### What to work on
Every entry that follows needs to be repeated exactly.

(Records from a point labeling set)
* Start *

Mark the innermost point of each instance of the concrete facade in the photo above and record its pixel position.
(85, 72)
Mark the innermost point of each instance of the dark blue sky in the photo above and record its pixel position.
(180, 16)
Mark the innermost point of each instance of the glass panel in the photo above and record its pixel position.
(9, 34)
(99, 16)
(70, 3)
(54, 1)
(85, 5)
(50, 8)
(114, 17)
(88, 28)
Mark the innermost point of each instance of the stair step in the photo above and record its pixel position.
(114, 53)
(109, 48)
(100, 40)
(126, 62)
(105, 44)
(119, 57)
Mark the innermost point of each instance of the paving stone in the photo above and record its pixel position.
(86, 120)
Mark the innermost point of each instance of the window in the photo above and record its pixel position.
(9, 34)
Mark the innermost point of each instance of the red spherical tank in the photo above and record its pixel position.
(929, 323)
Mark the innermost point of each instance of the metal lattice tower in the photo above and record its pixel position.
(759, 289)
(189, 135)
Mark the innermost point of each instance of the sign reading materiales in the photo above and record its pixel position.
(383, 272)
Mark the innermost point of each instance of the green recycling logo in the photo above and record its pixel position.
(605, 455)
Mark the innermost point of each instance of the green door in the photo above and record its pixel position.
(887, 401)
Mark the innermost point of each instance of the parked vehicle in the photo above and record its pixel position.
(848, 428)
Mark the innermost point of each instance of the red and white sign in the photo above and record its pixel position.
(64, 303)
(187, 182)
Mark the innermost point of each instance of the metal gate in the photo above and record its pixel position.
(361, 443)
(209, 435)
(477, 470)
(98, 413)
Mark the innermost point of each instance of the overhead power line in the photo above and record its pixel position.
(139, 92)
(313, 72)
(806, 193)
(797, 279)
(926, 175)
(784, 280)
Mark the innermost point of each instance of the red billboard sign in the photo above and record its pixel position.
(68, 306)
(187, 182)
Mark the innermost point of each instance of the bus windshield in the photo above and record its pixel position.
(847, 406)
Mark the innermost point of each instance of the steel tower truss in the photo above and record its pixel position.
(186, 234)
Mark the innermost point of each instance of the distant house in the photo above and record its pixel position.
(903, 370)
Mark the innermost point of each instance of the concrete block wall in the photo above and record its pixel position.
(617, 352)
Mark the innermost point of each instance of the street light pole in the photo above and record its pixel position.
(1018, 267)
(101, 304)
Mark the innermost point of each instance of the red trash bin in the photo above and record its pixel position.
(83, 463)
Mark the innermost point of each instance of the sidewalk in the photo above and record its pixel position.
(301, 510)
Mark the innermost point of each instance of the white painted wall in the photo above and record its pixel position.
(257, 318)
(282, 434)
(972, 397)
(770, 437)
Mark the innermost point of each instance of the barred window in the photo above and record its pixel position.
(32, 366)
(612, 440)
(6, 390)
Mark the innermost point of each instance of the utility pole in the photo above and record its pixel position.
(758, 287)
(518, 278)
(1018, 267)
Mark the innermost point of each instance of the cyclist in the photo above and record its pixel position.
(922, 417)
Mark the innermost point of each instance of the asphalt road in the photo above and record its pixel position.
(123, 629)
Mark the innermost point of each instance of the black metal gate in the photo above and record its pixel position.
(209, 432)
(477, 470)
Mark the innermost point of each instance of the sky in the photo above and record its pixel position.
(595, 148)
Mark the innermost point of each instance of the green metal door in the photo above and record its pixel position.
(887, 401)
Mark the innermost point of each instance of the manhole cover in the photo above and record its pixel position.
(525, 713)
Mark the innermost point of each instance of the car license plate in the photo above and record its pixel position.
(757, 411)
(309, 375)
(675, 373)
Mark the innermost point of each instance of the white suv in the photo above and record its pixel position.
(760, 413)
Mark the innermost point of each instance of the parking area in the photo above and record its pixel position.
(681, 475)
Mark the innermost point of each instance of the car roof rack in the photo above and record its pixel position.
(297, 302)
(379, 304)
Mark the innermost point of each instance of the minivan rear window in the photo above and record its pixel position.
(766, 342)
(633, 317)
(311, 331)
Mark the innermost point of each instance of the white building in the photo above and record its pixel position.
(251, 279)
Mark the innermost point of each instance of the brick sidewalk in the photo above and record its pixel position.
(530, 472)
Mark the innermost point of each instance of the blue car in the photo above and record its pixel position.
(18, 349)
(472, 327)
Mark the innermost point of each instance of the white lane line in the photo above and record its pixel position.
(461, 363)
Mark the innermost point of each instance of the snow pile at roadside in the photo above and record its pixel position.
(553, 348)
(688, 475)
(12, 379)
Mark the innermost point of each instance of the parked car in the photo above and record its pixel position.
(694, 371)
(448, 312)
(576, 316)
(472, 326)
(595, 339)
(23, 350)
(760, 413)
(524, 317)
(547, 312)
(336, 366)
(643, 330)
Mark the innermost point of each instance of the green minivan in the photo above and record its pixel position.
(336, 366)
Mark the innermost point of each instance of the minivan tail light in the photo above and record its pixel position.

* End *

### Written solution
Mark the innermost point of each instance of the concrete facade in the photo above and record its pixel position.
(85, 72)
Mark the innermost point of each instance of the dark blue sky in the photo above and record its pixel position.
(180, 16)
Mark the innermost point of each instance of the glass panel in the photo above and record its pixel position.
(9, 34)
(99, 16)
(70, 3)
(54, 1)
(85, 5)
(50, 8)
(114, 17)
(88, 28)
Mark the innermost point of each instance of the stair step in the photo above and record its pixel position.
(114, 53)
(109, 48)
(100, 40)
(126, 62)
(105, 44)
(119, 57)
Mark the innermost point of each instance of the paving stone in the photo above and record its pixel position.
(86, 120)
Mark the innermost point of each instance of the window in the photo above and record its pixel position.
(9, 34)
Mark the innermost point of each instance of the red spherical tank in the photo above and record its pixel position.
(929, 323)
Mark the innermost point of each instance of the metal lattice tower in the photo above and record its pixel position.
(759, 289)
(189, 135)
Mark the innermost point of each instance of the sign reading materiales in the photo above and record its pixel position.
(383, 272)
Mark the innermost point of each instance of the green recycling logo in the photo above and record its pixel position.
(605, 455)
Mark the innermost point of each instance of the green door in the photo above and record its pixel position.
(887, 401)
Mark the innermost point of each instance of the parked vehicle in the photo above and record its pixel position.
(848, 428)
Mark the innermost point of each instance of the red and white sign in the photo above and record its pixel position.
(64, 303)
(187, 182)
Mark the innermost point of each instance of the metal gate in the photo above and record its pixel position.
(361, 443)
(209, 435)
(477, 470)
(98, 413)
Mark the innermost point of each instance of the overhead power line in the photo above and record its pixel position.
(139, 92)
(313, 72)
(806, 193)
(797, 279)
(926, 175)
(784, 280)
Mark the innermost point of each instance of the red billboard sign in the photo above and record its pixel position.
(68, 306)
(187, 182)
Mark the innermost point of each instance of the bus windshield in the photo above and record its pixel position.
(847, 406)
Mark the innermost point of each instance of the steel tower truss in the photo above and record its pixel position.
(186, 234)
Mark the innermost point of each instance of the distant house in the photo above and record its pixel position.
(903, 370)
Mark the innermost point of each instance of the concrete block wall in the photo above and record its pixel position.
(617, 352)
Mark the innermost point of each instance of the street light pole in the photo above and record its pixel position.
(1018, 267)
(101, 304)
Mark the innermost point of each instance of the red trash bin in the photo above and record its pixel position.
(83, 463)
Mark the innermost point of each instance of the sidewalk in the photo above and record its pixel position.
(301, 510)
Mark the innermost point of each instance of the white painted wall in the photo above and record its pixel position.
(257, 318)
(282, 434)
(972, 397)
(770, 437)
Mark the innermost point of each instance of the barred window in the photo above and record its pixel position.
(32, 366)
(612, 440)
(6, 390)
Mark the innermost point of each instance of the utility pole in the photo above and record its pixel position.
(758, 287)
(518, 278)
(1018, 267)
Mark the innermost point of each instance of the cyclist in the photo above and record its pixel position.
(922, 417)
Mark the innermost point of each instance of the asphalt road in the photo above and record its pixel position.
(123, 629)
Mark the innermost point of each instance of the black metal gate in the photo above and record its pixel position.
(209, 432)
(477, 470)
Mark the innermost point of each instance of the sky in the photo above and record its pixel position.
(595, 148)
Mark the innermost point of each instance of the green metal door in the photo above and record its pixel position.
(887, 401)
Mark the innermost point of each instance of the manhole cover in the photo above and record its pixel position.
(525, 713)
Mark the innermost point of each instance of the car license plate in the photo above and record its pixel position.
(757, 411)
(309, 375)
(675, 373)
Mark the innermost point of each instance of the white suv in the photo above and record its pixel position.
(760, 413)
Mark the innermost point of each instance of the parking area in the photo above and record its pixel position.
(681, 475)
Mark the innermost point of each instance of the car roof rack in the photo above and record its pixel position.
(297, 302)
(379, 304)
Mark the innermost point of each instance of the minivan rear window in the photo above and record its pixel position.
(766, 342)
(633, 317)
(311, 331)
Mark the innermost point of each instance of the white building in the photo above and record its pixel position.
(251, 279)
Mark the innermost point of each instance of the brick sidewalk in the photo above and record its pixel position.
(530, 472)
Mark the innermost point of each instance of the blue car in the photo above and record its pixel position.
(18, 349)
(472, 327)
Mark the innermost point of each instance of the white lane line in the photo above and record its pixel position.
(461, 363)
Mark the innermost point of each instance of the snow pile at roadside in the photo above and record its pixel position.
(553, 348)
(688, 475)
(12, 379)
Mark the innermost point of each instance of the parked car in the photo above and record its pixel position.
(694, 371)
(448, 312)
(576, 316)
(472, 326)
(595, 339)
(23, 350)
(760, 413)
(524, 317)
(547, 312)
(336, 366)
(643, 330)
Mark the innermost point of each instance of the green minivan in the photo above and record its pixel position.
(336, 366)
Mark the innermost point of each instance of the minivan tail light in the photo above and record its pixel position.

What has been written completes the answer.